= Request =
Extract every line of the material below, character for character, and omit the pictures from your answer.

[Segmentation data]
>> begin

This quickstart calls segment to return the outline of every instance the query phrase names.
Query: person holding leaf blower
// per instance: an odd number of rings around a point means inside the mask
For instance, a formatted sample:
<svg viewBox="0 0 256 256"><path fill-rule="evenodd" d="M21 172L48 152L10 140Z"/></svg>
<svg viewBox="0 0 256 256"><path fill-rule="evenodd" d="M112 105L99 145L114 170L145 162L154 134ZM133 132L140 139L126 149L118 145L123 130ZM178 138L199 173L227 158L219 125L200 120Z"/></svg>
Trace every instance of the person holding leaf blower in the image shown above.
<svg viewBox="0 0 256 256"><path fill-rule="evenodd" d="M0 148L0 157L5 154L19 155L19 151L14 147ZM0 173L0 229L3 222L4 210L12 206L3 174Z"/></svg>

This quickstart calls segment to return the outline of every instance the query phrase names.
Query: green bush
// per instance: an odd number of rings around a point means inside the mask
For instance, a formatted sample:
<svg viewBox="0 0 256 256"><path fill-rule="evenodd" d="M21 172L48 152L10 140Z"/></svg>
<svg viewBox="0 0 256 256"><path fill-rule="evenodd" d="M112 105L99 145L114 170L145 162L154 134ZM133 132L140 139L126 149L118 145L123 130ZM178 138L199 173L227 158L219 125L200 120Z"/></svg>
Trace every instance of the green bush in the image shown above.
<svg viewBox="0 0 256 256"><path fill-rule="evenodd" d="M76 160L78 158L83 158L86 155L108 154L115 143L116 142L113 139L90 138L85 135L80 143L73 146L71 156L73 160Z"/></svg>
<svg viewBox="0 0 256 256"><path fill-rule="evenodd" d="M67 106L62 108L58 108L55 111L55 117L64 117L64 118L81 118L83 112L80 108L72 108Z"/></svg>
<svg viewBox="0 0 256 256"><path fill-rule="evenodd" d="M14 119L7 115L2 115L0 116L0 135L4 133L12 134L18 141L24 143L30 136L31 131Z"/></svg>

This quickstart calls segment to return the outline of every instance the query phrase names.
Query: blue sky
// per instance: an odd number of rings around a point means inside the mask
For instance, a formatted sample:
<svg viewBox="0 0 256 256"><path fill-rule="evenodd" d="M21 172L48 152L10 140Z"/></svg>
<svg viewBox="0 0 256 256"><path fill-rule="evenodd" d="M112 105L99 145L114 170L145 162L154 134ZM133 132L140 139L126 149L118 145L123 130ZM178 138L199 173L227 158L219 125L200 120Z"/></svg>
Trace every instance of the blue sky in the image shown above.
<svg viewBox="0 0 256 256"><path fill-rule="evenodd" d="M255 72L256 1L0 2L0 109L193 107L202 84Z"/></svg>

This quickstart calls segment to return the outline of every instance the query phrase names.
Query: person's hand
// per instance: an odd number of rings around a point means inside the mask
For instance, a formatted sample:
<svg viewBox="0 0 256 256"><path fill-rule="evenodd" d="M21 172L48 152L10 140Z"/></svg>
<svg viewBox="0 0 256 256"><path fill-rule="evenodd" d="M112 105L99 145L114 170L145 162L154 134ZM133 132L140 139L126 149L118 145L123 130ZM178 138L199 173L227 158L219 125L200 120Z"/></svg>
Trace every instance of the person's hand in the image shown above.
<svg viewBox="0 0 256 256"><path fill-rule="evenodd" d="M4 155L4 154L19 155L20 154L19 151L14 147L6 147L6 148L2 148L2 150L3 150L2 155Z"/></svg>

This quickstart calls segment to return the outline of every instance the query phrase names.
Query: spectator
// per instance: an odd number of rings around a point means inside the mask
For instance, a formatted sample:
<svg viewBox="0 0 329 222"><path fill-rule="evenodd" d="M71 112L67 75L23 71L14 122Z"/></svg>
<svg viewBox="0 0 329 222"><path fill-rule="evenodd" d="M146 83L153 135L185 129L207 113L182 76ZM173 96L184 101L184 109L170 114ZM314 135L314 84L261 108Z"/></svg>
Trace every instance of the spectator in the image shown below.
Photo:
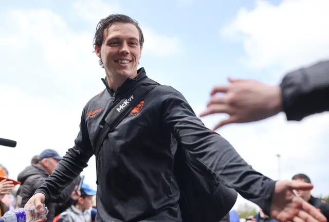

>> end

= Completed task =
This quickstart calls segment to return the outline of every instance the query phrase names.
Query: person holding leaf blower
// per instance: an odd number of rings around a point means inside the mask
For instance, a formatted sample:
<svg viewBox="0 0 256 256"><path fill-rule="evenodd" d="M21 172L48 152L10 140Z"/></svg>
<svg viewBox="0 0 256 256"><path fill-rule="evenodd" d="M112 105L99 145L114 170L145 162L154 134ZM133 132L140 139L126 149L118 145L123 130ZM178 138L199 173L227 158L219 125L200 120Z"/></svg>
Trace every instance of the person holding leaf blower in the image shown above.
<svg viewBox="0 0 256 256"><path fill-rule="evenodd" d="M0 148L0 157L5 154L19 155L19 151L14 147ZM0 173L0 229L3 222L4 210L12 206L3 174Z"/></svg>

This quickstart calls segment to return the outline of every instance the query phrase names.
Query: green bush
// per instance: an odd number of rings around a point means inside the mask
For instance, a formatted sample:
<svg viewBox="0 0 256 256"><path fill-rule="evenodd" d="M21 172L48 152L10 140Z"/></svg>
<svg viewBox="0 0 256 256"><path fill-rule="evenodd" d="M112 105L99 145L114 170L145 162L154 134ZM133 132L140 139L126 149L118 145L123 130ZM178 138L199 173L227 158L219 125L200 120Z"/></svg>
Trace every instance of the green bush in the image shown above.
<svg viewBox="0 0 256 256"><path fill-rule="evenodd" d="M76 160L78 158L83 158L86 155L108 154L115 143L116 142L113 139L90 138L85 135L80 143L73 146L71 156L73 160Z"/></svg>
<svg viewBox="0 0 256 256"><path fill-rule="evenodd" d="M67 106L62 108L58 108L55 111L55 117L64 117L64 118L81 118L83 112L80 108L72 108Z"/></svg>
<svg viewBox="0 0 256 256"><path fill-rule="evenodd" d="M14 119L7 115L2 115L0 116L0 135L4 133L12 134L18 141L24 143L30 136L31 131Z"/></svg>

This quickstart calls segment to return the outline of every instance the query phrase names.
Query: blue sky
// per instance: an odd number of rings around a point means inside the mask
For instance, a formatted sample:
<svg viewBox="0 0 256 256"><path fill-rule="evenodd" d="M21 172L48 152L10 140Z"/></svg>
<svg viewBox="0 0 256 256"><path fill-rule="evenodd" d="M112 105L99 145L114 170L145 162L154 134ZM133 132L140 139L126 149L118 145L123 130ZM178 138L199 173L227 158L219 125L200 120Z"/></svg>
Trace every instance of the blue sky in the image shown above.
<svg viewBox="0 0 256 256"><path fill-rule="evenodd" d="M255 72L256 1L0 2L0 109L193 107L202 84Z"/></svg>

This quickstart calls segment to return the outline of every instance the query phrase names.
Query: person's hand
// per instance: an odd number of rings around a point means inside the mask
For instance, a formatted sample:
<svg viewBox="0 0 256 256"><path fill-rule="evenodd" d="M21 172L48 152L10 140Z"/></svg>
<svg viewBox="0 0 256 256"><path fill-rule="evenodd" d="M112 105L99 145L114 170L145 162L154 134ZM133 132L140 139L126 149L118 145L123 130ZM178 138L199 173L227 158L219 125L200 120Z"/></svg>
Trace every instance of the person's hand in the image shown above.
<svg viewBox="0 0 256 256"><path fill-rule="evenodd" d="M4 155L4 154L19 155L20 154L19 151L14 147L6 147L6 148L2 148L2 150L3 150L2 155Z"/></svg>

This quickstart calls segment to return the outline of every instance the query phrase names.
Query: spectator
// per instance: an odd number of rings around a point means inside the mask
For instance, a formatted sample:
<svg viewBox="0 0 329 222"><path fill-rule="evenodd" d="M71 112L67 75L23 71L14 122Z"/></svg>
<svg viewBox="0 0 329 222"><path fill-rule="evenodd" d="M146 83L153 135L185 129L207 113L182 76ZM173 96L184 101L184 109L170 114ZM314 135L314 84L261 108Z"/></svg>
Trace every instance of the spectator in the image shown below.
Photo:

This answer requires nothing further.